WHAT THE EXERCISE ASKS
Every line containing the word "windswept" is to be copied from the data below.

• • • • •

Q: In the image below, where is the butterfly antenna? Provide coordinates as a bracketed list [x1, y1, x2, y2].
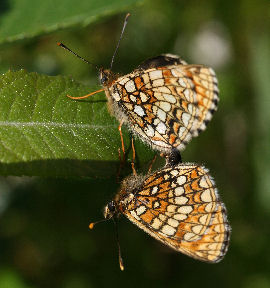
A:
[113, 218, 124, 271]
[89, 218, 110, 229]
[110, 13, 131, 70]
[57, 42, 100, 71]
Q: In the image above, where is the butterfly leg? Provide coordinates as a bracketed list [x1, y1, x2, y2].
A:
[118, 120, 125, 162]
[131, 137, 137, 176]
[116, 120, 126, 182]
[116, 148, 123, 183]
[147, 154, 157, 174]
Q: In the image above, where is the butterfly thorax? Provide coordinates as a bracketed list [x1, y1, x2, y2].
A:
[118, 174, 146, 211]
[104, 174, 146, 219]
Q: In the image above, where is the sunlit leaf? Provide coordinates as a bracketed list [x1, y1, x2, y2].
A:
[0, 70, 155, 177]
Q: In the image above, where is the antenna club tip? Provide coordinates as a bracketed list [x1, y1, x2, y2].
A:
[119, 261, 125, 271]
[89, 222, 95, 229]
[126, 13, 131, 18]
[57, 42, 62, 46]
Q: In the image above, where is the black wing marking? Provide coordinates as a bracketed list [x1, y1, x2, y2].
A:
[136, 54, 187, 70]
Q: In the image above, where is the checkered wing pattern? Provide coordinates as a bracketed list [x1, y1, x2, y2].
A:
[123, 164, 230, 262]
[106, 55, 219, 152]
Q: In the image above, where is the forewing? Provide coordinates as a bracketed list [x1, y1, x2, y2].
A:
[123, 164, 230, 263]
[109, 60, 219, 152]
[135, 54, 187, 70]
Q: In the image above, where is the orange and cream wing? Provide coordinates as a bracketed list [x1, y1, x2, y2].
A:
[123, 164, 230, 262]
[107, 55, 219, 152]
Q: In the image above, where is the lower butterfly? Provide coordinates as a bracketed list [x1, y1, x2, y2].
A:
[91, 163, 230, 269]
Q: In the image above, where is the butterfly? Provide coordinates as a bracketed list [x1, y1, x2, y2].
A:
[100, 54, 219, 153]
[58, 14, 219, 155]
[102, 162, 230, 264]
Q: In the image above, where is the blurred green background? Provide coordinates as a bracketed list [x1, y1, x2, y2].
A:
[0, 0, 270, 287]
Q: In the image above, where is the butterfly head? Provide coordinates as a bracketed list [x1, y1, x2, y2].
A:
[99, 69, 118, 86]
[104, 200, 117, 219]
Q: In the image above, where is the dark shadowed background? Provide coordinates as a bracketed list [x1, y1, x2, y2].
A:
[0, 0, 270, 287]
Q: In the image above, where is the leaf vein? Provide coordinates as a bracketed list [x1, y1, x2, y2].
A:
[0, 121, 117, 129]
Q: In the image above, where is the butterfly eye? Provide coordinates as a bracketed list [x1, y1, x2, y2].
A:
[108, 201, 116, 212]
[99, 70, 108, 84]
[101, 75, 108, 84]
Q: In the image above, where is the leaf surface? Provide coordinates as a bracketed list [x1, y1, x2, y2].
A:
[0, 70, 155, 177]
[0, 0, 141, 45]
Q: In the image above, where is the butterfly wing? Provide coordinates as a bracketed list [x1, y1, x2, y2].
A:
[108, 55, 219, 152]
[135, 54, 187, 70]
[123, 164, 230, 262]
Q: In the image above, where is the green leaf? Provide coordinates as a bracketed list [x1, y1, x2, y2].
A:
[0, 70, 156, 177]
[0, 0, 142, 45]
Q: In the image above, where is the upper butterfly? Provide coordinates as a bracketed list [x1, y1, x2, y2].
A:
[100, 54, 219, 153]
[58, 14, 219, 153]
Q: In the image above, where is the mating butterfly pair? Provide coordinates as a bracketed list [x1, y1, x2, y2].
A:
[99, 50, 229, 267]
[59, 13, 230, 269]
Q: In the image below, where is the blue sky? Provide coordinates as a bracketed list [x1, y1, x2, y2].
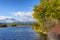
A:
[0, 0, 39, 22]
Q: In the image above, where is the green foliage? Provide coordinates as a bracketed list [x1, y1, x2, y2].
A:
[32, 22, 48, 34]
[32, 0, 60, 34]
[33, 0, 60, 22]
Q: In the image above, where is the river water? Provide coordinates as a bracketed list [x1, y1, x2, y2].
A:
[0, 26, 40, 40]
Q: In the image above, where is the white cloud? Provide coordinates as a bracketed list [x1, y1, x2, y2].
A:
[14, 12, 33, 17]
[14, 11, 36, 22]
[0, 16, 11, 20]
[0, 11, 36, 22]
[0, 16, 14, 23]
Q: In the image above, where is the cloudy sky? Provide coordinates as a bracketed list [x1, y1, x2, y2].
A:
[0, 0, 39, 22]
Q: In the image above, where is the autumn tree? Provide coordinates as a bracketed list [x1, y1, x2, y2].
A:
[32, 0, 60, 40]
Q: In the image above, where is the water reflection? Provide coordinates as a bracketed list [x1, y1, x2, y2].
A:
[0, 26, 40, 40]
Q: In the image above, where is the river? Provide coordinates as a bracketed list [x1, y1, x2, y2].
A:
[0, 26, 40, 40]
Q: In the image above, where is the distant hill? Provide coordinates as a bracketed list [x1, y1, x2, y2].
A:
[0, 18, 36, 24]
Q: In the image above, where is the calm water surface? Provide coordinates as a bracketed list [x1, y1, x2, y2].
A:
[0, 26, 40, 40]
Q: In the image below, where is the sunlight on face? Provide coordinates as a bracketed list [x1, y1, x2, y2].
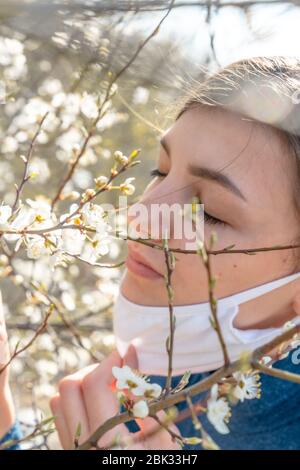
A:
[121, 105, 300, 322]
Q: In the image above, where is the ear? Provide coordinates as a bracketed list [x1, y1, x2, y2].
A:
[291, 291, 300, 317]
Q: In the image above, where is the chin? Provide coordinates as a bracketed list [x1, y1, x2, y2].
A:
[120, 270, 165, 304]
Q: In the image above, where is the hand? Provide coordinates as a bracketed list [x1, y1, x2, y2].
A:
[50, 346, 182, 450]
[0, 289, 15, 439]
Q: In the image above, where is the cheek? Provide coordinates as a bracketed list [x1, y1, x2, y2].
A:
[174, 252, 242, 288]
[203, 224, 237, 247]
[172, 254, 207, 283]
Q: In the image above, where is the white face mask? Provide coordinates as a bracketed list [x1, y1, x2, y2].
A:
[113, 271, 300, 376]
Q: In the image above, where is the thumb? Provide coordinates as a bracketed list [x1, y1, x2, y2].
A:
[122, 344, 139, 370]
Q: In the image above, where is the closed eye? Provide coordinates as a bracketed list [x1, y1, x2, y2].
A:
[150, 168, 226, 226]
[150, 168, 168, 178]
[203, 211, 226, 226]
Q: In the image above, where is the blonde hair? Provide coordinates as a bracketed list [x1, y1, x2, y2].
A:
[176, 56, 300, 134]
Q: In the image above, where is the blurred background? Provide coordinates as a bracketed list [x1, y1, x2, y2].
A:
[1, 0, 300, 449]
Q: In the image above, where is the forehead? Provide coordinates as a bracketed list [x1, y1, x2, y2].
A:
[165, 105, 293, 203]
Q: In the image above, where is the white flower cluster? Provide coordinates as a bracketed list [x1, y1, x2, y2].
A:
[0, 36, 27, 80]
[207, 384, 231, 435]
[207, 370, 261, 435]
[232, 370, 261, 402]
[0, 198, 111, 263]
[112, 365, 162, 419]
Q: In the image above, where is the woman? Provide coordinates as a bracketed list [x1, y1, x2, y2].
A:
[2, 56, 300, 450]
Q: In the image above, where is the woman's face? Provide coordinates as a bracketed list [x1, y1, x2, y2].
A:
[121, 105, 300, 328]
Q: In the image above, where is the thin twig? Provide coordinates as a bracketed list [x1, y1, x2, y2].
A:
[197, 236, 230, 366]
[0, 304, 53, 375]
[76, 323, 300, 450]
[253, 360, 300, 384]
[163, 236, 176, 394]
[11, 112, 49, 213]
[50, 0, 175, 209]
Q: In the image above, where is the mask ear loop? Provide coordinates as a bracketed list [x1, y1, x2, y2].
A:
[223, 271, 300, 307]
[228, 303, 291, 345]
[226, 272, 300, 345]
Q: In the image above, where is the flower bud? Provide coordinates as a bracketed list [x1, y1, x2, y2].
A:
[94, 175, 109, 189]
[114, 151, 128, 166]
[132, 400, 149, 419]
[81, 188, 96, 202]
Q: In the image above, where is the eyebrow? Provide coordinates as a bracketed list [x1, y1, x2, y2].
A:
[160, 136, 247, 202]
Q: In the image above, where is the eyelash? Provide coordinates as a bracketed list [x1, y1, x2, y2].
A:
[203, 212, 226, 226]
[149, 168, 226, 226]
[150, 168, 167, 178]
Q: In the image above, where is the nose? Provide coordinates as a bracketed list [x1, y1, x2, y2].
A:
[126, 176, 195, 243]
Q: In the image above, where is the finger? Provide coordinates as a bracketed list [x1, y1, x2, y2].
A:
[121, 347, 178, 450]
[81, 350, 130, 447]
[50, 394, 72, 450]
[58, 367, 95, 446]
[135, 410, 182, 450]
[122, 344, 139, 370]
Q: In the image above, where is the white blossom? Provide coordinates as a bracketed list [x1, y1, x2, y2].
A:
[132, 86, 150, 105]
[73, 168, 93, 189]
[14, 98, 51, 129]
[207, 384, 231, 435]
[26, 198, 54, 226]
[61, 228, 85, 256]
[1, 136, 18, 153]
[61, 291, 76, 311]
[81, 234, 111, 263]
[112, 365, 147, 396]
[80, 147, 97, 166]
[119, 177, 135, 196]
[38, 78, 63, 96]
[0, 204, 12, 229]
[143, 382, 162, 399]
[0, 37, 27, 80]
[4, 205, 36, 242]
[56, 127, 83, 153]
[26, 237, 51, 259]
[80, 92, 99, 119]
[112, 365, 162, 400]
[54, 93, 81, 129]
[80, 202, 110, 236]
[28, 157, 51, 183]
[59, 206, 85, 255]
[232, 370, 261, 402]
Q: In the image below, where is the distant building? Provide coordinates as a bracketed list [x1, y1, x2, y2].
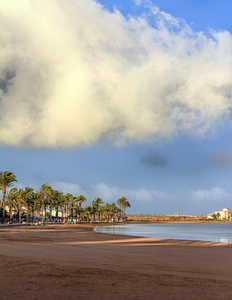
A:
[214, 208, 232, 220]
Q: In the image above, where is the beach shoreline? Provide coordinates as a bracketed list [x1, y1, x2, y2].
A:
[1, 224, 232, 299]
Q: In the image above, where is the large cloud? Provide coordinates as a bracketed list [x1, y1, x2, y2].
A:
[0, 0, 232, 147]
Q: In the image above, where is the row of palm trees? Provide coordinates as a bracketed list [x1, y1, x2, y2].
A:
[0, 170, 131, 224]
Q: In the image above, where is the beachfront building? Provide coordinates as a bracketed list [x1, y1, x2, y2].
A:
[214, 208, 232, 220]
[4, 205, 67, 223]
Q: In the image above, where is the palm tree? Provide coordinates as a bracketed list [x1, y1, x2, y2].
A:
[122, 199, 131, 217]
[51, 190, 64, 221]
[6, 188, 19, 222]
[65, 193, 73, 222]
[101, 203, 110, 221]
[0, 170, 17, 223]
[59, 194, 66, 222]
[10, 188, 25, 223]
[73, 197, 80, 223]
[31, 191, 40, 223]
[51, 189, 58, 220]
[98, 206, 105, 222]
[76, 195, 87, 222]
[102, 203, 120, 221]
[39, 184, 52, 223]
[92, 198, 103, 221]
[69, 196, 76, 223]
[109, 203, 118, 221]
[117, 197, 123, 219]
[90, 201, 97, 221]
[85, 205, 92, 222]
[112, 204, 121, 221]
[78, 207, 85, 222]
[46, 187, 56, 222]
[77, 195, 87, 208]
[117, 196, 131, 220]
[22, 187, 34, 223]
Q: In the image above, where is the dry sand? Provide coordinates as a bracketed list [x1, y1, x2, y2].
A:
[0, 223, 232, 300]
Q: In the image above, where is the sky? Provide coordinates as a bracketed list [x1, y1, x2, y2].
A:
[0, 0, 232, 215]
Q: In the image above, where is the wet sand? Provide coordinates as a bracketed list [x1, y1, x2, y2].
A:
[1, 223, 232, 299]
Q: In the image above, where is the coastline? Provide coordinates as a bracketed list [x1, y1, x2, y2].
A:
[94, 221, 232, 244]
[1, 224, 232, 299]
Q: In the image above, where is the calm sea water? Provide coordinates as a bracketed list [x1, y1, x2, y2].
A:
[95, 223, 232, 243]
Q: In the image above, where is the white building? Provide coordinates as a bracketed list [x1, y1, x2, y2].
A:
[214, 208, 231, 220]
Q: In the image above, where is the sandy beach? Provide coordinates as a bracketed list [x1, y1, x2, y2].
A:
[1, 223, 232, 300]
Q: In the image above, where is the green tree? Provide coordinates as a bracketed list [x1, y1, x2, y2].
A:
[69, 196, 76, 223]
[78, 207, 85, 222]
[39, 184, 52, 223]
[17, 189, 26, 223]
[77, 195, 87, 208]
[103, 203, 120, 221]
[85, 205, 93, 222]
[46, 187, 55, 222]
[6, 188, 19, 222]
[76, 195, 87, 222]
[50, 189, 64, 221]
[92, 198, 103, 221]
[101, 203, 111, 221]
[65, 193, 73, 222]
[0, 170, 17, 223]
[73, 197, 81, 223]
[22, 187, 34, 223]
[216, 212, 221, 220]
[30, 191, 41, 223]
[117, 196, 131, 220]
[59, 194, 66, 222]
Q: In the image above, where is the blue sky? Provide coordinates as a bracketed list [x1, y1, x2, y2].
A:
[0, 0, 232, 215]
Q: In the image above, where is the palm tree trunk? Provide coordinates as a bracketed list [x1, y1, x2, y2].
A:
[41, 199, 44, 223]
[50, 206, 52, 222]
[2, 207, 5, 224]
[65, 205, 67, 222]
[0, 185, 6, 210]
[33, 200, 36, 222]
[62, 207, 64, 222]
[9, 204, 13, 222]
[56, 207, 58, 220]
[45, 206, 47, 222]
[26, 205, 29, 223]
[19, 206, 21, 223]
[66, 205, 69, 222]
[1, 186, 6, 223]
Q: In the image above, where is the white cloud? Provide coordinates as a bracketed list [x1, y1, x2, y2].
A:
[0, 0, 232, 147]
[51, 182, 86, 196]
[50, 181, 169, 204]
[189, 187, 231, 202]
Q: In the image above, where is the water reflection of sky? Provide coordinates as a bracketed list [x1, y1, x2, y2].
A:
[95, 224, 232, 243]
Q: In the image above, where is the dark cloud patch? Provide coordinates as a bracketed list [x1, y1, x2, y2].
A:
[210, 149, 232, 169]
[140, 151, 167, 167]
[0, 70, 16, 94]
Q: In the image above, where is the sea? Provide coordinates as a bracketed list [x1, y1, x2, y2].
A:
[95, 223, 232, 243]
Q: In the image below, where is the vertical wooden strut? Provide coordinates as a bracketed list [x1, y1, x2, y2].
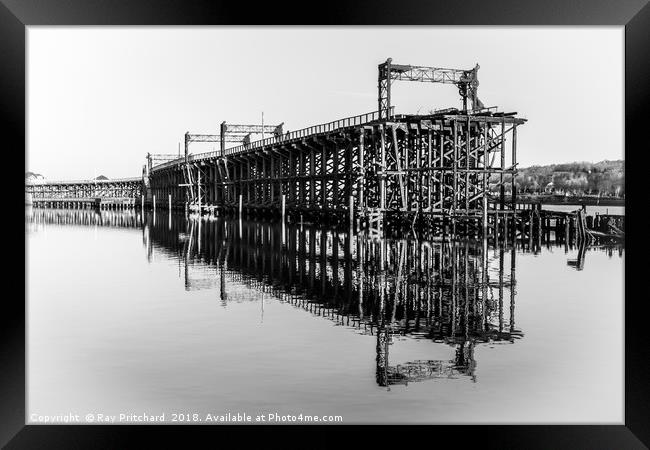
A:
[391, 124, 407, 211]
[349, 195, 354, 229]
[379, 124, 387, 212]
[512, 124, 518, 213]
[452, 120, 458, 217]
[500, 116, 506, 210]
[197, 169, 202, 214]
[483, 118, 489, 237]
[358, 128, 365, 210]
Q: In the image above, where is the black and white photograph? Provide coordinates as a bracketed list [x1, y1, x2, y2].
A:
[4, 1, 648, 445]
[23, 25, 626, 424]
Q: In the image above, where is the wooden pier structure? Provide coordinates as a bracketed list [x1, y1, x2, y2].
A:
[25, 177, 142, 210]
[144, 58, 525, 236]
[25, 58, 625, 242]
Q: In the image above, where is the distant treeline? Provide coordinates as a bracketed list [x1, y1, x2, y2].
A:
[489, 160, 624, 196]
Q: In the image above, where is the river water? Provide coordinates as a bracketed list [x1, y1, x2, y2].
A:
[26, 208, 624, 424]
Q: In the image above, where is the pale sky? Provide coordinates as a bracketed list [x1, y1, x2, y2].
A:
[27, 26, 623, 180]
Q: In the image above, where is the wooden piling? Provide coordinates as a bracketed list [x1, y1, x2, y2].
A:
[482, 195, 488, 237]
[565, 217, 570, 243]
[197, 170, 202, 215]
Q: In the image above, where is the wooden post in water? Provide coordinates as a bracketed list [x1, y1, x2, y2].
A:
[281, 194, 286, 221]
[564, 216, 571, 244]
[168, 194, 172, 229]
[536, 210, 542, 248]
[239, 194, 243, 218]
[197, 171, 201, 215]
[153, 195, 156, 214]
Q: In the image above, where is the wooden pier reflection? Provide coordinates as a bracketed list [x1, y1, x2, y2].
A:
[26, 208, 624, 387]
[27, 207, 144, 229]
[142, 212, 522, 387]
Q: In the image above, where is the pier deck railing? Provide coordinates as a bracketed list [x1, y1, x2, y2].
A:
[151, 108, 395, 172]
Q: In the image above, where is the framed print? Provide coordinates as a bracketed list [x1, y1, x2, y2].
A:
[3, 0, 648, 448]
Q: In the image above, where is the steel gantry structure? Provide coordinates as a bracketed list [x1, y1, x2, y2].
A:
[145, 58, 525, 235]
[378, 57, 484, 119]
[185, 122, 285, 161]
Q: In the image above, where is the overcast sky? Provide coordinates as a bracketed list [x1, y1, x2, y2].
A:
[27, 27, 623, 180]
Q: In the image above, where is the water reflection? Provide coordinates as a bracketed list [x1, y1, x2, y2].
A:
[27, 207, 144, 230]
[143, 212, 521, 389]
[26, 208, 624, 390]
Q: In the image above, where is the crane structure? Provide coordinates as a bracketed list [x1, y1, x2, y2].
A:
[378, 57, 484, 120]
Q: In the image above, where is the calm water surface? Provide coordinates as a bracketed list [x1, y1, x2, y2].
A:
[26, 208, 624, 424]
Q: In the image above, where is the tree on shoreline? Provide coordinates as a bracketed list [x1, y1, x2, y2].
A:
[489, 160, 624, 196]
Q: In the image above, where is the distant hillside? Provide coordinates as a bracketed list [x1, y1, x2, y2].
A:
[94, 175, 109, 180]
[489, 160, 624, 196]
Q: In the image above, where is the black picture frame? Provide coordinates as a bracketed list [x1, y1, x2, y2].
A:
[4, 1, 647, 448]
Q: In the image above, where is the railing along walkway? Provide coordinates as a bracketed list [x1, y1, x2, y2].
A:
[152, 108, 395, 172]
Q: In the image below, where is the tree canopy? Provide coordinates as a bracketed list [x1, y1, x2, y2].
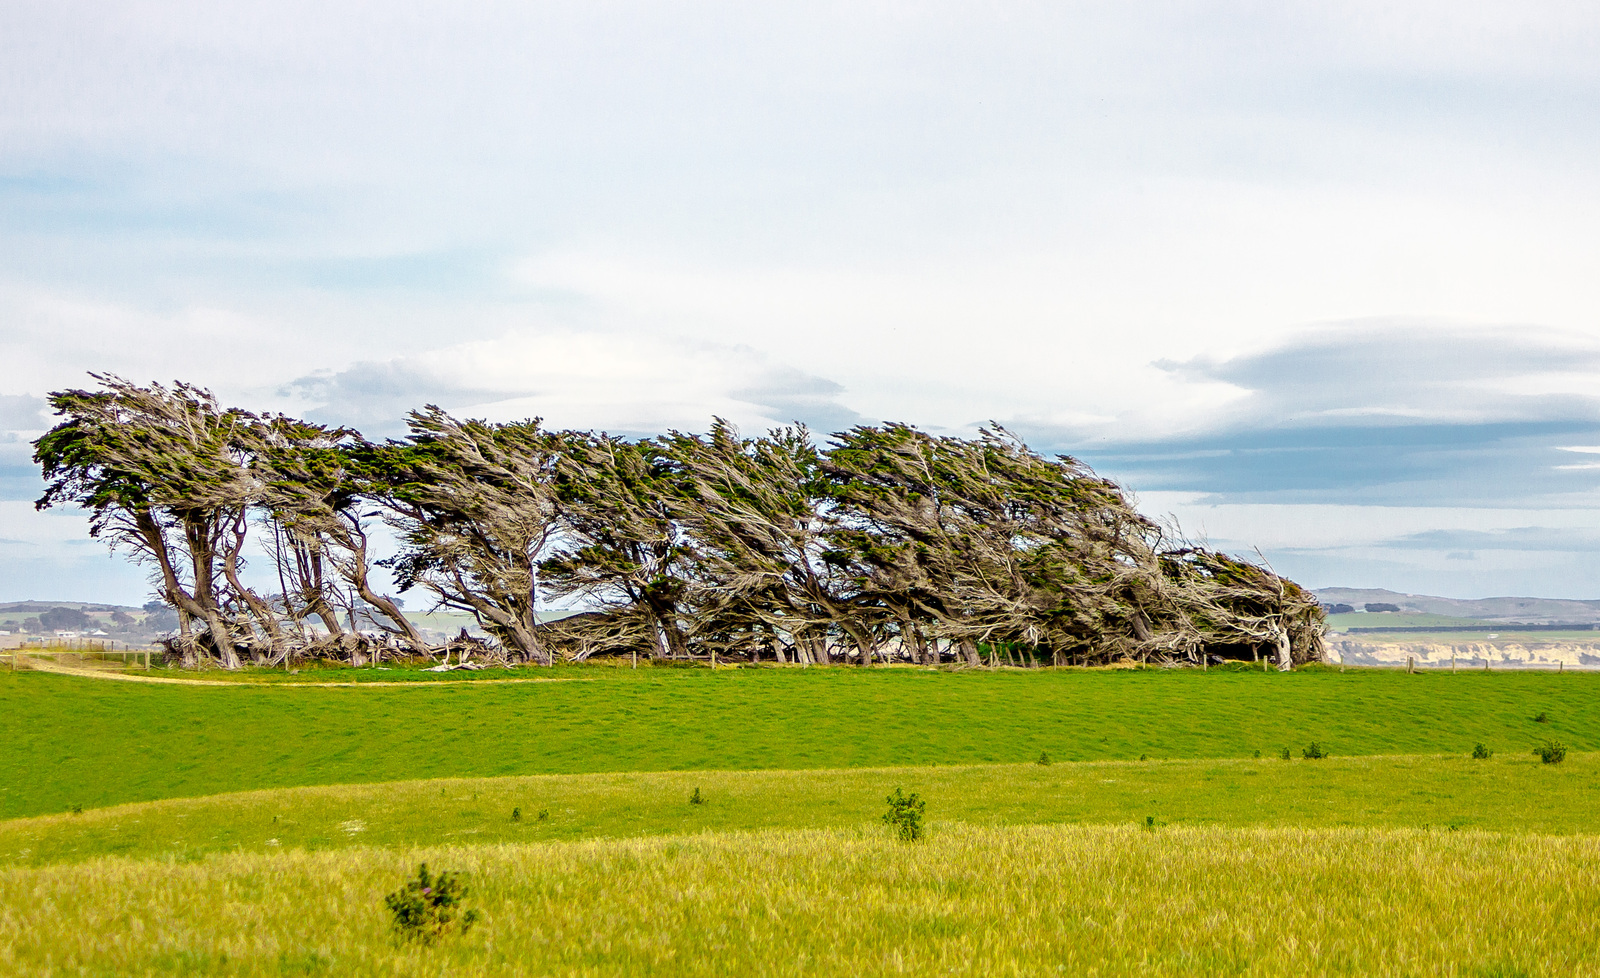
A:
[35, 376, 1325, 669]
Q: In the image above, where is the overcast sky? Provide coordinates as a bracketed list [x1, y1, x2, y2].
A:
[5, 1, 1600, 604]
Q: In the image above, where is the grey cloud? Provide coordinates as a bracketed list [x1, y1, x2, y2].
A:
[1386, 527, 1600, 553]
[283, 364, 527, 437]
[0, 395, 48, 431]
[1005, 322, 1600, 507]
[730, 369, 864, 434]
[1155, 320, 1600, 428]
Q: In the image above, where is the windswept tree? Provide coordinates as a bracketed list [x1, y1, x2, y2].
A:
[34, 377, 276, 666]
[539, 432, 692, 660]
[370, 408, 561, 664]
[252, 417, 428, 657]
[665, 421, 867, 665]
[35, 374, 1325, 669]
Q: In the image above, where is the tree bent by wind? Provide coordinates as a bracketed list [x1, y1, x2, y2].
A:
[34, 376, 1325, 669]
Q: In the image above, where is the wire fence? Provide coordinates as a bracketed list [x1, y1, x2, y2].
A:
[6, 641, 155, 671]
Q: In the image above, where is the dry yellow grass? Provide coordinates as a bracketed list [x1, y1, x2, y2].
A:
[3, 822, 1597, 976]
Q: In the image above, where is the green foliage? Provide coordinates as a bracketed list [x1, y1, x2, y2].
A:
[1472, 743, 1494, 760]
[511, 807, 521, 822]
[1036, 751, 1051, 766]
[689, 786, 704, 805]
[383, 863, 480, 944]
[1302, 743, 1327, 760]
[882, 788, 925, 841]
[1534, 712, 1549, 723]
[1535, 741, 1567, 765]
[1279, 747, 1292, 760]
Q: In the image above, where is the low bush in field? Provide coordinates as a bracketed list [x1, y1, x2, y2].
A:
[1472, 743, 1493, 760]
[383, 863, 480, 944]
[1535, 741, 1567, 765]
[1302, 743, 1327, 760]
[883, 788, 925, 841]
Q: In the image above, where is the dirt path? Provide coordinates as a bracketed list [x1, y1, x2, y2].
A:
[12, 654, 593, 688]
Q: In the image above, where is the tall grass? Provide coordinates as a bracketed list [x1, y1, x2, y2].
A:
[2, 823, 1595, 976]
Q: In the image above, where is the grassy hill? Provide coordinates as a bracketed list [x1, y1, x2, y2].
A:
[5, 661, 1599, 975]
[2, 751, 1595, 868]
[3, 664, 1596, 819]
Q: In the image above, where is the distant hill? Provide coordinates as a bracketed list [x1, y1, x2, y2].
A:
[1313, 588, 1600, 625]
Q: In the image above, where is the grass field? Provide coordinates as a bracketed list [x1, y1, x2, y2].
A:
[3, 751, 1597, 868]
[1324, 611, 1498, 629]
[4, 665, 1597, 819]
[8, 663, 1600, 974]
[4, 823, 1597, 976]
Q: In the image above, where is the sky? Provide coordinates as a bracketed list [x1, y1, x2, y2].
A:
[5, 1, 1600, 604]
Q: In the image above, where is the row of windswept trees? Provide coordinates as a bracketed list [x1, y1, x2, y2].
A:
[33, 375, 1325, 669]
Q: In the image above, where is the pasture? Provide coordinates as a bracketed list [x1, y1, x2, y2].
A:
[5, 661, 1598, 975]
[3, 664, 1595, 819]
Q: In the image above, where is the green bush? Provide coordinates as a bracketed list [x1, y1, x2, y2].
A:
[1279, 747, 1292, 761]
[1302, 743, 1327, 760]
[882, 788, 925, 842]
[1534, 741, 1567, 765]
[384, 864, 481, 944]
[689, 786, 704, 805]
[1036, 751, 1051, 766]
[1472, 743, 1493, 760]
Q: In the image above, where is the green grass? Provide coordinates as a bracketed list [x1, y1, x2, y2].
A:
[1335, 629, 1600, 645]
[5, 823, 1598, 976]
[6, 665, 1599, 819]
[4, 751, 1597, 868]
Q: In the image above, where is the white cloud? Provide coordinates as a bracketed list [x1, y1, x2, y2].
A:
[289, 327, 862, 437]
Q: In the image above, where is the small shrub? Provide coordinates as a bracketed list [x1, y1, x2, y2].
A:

• • • • •

THE COMPLETED TASK
Q: In the image above, where is the windswept tree? Provide coordinates as a bracketed list [x1, y1, x2, y2].
Q: In the image above, where is the row of windswept trees? Provide coordinates as a bracketed list [x1, y1, x2, y2].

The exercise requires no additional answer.